[QUOTED TEXT]
May 15, 2009 § Leave a comment
Star Trek is the cockroach of science-fiction. I don’t mean for that to sound negative, I’m actually something of a fan. It’s just that if any science-fiction franchise is guaranteed to emerge again even if it hasn’t been seen for a while, it’s Trek, and the results over the years have been quite mixed.
As a child, I was so excited one of my favourite, very colourful shows was coming to the big screen with Star Trek: The Motion Picture (1979) that I typed up some details about it, glued on a photo of William Shatner, and stuck it to the fridge, compelled to make my own small contribution to marketing. Star Trek hadn’t been seen in ten years, since the cancellation of the original TV series, and the entire cast was reuniting for the film. I was a little confused by what I eventually saw, a film that looked great, had an impressive soundtrack, but told a slow-moving, carefully crafted story about growth. The invading entity wasn’t destroyed at the end, as much as helped along an evolutionary path, and Spock finds himself, finally balancing his two conflicting human and Vulcan sides, even going so far as to press Kirk’s hand and state “logic and knowledge are not enough.” The man from a culture that finds displays of emotion distasteful finally learns that it isn’t about repression, it’s about balance, and there are appropriate and logical times to be expressive. During the TV series, Nimoy had portrayed the character as barely able to speak about personal matters, but in the next Trek film he’d portray the character as much more comfortable in his own skin.
The film has a five minute sequence of Kirk admiring the newly redesigned Enterprise, as well as several long sequences of the Enterprise pushing through the invading entity, yet remains one of the higher grossing Trek films, because people were so curious to see Trek reborn, and that’s a tremendous advantage. It’s a good film if you accept that it unfolds like some kind space opera: it looks and sounds great, but is also fairly static.
Stop reading here if you don’t want any spoilers or plot details on the new Trek film.

[Image point annotation entries]

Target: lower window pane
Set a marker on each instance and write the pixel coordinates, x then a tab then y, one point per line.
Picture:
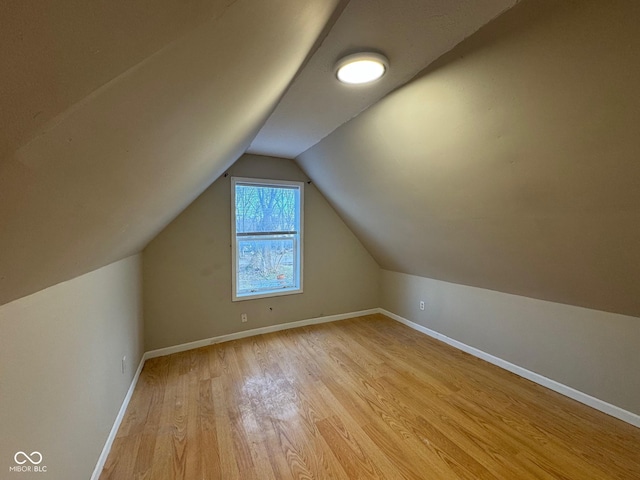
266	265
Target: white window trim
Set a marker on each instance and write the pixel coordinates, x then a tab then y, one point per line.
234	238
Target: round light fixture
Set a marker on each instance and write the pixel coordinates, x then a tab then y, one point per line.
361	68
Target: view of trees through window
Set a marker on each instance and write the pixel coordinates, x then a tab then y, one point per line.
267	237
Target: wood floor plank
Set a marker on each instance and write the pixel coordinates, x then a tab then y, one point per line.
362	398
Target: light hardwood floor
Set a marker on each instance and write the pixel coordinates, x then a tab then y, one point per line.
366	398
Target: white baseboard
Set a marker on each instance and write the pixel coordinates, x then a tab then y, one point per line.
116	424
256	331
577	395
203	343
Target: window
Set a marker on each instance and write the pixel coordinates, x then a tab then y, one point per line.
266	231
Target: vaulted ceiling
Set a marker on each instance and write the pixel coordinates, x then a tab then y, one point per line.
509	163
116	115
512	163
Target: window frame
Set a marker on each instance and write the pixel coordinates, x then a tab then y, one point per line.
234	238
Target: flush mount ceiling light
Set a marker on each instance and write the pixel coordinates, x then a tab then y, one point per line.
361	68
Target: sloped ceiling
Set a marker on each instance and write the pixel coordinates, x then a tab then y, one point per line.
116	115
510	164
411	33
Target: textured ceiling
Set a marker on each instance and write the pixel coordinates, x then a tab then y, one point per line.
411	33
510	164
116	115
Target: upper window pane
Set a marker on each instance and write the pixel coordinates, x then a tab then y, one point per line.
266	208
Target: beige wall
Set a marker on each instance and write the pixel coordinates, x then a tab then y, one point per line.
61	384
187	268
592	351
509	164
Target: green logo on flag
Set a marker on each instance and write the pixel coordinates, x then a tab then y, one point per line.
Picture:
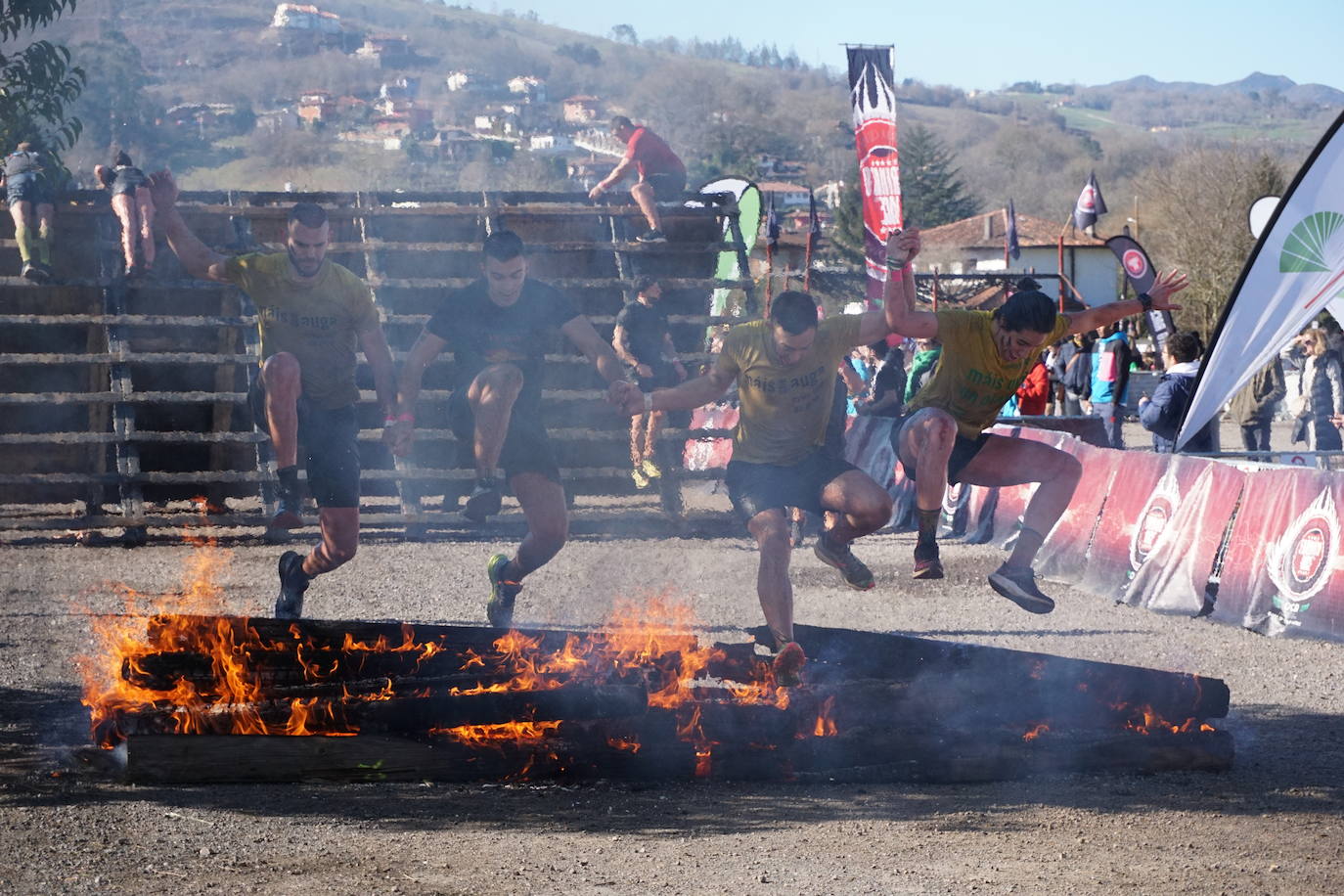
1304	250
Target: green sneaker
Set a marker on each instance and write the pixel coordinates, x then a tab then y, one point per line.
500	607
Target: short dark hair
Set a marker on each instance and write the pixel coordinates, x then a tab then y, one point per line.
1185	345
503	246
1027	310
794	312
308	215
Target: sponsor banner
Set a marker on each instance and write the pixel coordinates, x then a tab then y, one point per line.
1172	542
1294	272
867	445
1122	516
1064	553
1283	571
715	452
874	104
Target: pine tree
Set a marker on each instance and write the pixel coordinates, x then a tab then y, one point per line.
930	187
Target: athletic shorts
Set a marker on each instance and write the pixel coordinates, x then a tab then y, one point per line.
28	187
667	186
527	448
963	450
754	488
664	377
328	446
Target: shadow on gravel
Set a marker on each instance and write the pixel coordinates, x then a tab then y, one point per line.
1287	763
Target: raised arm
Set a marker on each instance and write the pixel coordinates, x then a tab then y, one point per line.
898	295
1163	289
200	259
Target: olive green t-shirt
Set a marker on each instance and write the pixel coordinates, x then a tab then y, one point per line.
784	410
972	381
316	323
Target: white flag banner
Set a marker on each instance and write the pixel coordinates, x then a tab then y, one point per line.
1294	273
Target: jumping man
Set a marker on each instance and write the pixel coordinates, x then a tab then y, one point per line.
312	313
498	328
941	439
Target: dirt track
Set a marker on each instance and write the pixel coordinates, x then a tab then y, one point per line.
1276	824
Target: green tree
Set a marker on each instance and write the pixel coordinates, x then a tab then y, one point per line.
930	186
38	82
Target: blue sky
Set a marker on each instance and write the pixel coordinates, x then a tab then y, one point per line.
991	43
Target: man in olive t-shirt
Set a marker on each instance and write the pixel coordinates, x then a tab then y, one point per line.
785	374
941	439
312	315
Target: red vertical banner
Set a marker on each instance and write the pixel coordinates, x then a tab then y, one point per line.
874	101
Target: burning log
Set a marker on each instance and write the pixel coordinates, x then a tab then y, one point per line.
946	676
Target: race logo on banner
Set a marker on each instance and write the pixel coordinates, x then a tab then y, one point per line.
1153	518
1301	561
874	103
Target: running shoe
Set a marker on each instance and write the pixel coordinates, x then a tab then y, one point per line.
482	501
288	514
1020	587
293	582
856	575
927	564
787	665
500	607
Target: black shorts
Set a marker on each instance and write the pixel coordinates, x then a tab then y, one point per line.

[INSTRUCTION 1] Reproduce the Star Trek film review between "The film has" and "also fairly static.", inclusive.
[INSTRUCTION 2] Proceed with the Star Trek film review, picking up after its final sentence.
These records were taken from a separate source.

[EXERCISE RESPONSE 1]
The film has a five minute sequence of Kirk admiring the newly redesigned Enterprise, as well as several long sequences of the Enterprise pushing through the invading entity, yet remains one of the higher grossing Trek films, because people were so curious to see Trek reborn, and that’s a tremendous advantage. It’s a good film if you accept that it unfolds like some kind space opera: it looks and sounds great, but is also fairly static.

[EXERCISE RESPONSE 2]
Thirty years later in 2009 (and of course, after various spin-offs to original Trek have all exhausted themselves), a 78 year old Leonard Nimoy is the only original cast member who returns in the reboot of the franchise. The casting choices are excellent, the action sequences and effects impressive, but I do think the old characters are tossed out the airlock in favour of the high-powered entertainment on offer here. The young Spock beats the living daylights out of not one but two people, and doesn’t seem to mind kissing Uhura in front of at least three others. Kirk is confidence personified, when a frontier commander would undoubtedly require other qualities like diplomacy. Scotty is relentlessly chipper, and hangs out with something left over from a Star Wars film that’s fond of crouching on the equipment. Oddly, only a couple of the minor characters who traditionally had little to do emerge as more interesting: Sulu is both smart and capable, and Uhura seems like a remarkable woman who is smart, capable and compassionate. It’s all so relentlessly entertaining it’s easy to forget it isn’t actually about anything — the plot involves a Romulan from the future who rewrites history in his quest for vengeance, so that Kirk doesn’t need to be a character who quickly moves up through the ranks in a variety of assignments, he just needs to kick ass his first time out in space. Even the bridge of the Enterprise is as white as a tennis shoe, as if to emphasize the fresh new start.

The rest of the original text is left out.